▶ **About this exercise**:
Make an exact copy of the entries that come next.

▶ **Available data**:
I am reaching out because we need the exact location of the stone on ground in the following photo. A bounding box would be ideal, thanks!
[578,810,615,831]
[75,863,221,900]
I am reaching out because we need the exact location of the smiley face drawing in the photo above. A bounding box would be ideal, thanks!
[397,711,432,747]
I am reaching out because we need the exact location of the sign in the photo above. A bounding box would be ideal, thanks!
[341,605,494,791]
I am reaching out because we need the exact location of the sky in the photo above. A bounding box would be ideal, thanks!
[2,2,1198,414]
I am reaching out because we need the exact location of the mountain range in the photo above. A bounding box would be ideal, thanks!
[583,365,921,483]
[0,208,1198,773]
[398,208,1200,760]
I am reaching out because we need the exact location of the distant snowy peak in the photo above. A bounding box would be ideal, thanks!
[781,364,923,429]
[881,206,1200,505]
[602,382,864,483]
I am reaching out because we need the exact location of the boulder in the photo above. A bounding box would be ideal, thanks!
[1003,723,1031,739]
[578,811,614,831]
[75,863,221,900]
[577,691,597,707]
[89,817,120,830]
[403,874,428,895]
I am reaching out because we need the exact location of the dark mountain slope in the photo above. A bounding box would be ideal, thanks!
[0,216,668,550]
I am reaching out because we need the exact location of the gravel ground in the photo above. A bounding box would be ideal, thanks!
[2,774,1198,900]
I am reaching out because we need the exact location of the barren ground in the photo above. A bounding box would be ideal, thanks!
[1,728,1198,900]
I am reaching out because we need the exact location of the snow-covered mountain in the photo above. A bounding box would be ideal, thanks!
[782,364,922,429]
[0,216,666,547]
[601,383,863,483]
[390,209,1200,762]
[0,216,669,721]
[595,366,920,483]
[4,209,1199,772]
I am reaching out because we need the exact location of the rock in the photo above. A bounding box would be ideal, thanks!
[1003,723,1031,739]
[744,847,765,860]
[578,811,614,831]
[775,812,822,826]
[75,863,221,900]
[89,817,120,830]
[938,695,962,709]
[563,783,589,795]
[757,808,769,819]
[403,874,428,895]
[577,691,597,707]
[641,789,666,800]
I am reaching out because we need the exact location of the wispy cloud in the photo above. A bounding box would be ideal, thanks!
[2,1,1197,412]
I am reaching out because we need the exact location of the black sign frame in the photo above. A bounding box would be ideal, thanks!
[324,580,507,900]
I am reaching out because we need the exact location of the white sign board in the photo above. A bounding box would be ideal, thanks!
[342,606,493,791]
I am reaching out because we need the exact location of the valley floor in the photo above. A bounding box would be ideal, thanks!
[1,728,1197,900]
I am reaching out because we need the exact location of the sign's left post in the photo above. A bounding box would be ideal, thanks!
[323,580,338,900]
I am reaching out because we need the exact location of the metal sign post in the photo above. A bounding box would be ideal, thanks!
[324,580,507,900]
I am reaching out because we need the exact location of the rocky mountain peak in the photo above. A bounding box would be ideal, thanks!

▶ **Response**:
I am reaching out because we need the exact location of the stone on ground in the following photo. A bounding box would be ideal, thanks!
[578,810,615,831]
[75,863,221,900]
I am reaching out because we need the exact location of the smiley face drawing in the photo above. A bounding box would be ideal, thanks!
[397,711,432,747]
I am reaching out because we need the exact location of the sign in the photo above. A bounding box would be ideal, thanks!
[341,605,494,791]
I am reaching out because we need the exact location of the sky in the photo above. A bounding box would be ideal, thanks!
[2,2,1198,414]
I am reaching out because we need the exact location of the mountain range in the photo above. A bounding box would be ideal, thanks!
[583,365,921,483]
[0,208,1198,773]
[398,208,1200,760]
I am reaching out because we need the exact location of the distant snowy peak in the photo above. A bounding box would be ideal, thanks!
[781,364,923,429]
[881,206,1200,505]
[602,382,864,483]
I am reaching out because we need the exact location of the boulder in the photo above. A bounding box would be ideal, thanks!
[1003,723,1031,739]
[578,811,614,831]
[75,863,221,900]
[577,691,597,707]
[89,817,120,830]
[403,874,428,895]
I am reaching out because we need the exact location of the dark mountain slope in the photo above. A bounding box would be ideal, thanks!
[0,216,668,550]
I am reaching out because we need the exact location of the gravel ground in the photo above. A bounding box would be ideal, thanks!
[2,774,1198,900]
I am reaching out because we need the exact location of the barren ground in the photo above. A bounding box would be ideal, thanks!
[1,728,1198,900]
I am reaching out because we need the exact location of the snow-covered mountain in the photo above. A bounding box would be ideal, thanks!
[782,364,922,429]
[0,216,666,547]
[601,383,863,483]
[390,209,1200,762]
[0,216,669,721]
[595,366,920,483]
[4,209,1199,772]
I am reaching out because we need the exact location of the rock in the photo above. A bounding box would be ideal, thanks!
[1003,723,1031,739]
[744,847,765,860]
[578,811,614,831]
[775,812,822,826]
[75,863,221,900]
[89,817,120,830]
[938,695,962,709]
[563,783,589,795]
[757,808,769,819]
[403,874,428,895]
[577,691,597,707]
[641,789,666,800]
I am reaching out because we need the exact location of the wispy cloud in the photo above. A bounding box would be ideal, thanks!
[2,1,1197,412]
I am reaching out because we need the exact location of the black sign frame in the photo above. A bounding box would be ideal, thanks!
[324,580,507,900]
I am reaching out because we need the exact location of the white sign board in the photo above. A bounding box would be ideal, thanks!
[342,606,493,791]
I am reaching out because we need the exact location of the valley floor in the photo above. A bounding box would be ideal, thanks!
[1,728,1197,900]
I am reaching out because we need the exact location of the sign's left post in the photo above. A bounding box would be ideal, thanks!
[323,580,338,900]
I am reaching out because we need the exact location of the metal sign post in the photo above. A bounding box would be ideal, thanks!
[324,580,507,900]
I am reaching out because we need the exact location of the rocky mountain peak in the photo above. A bounding box would be ideal, thanks!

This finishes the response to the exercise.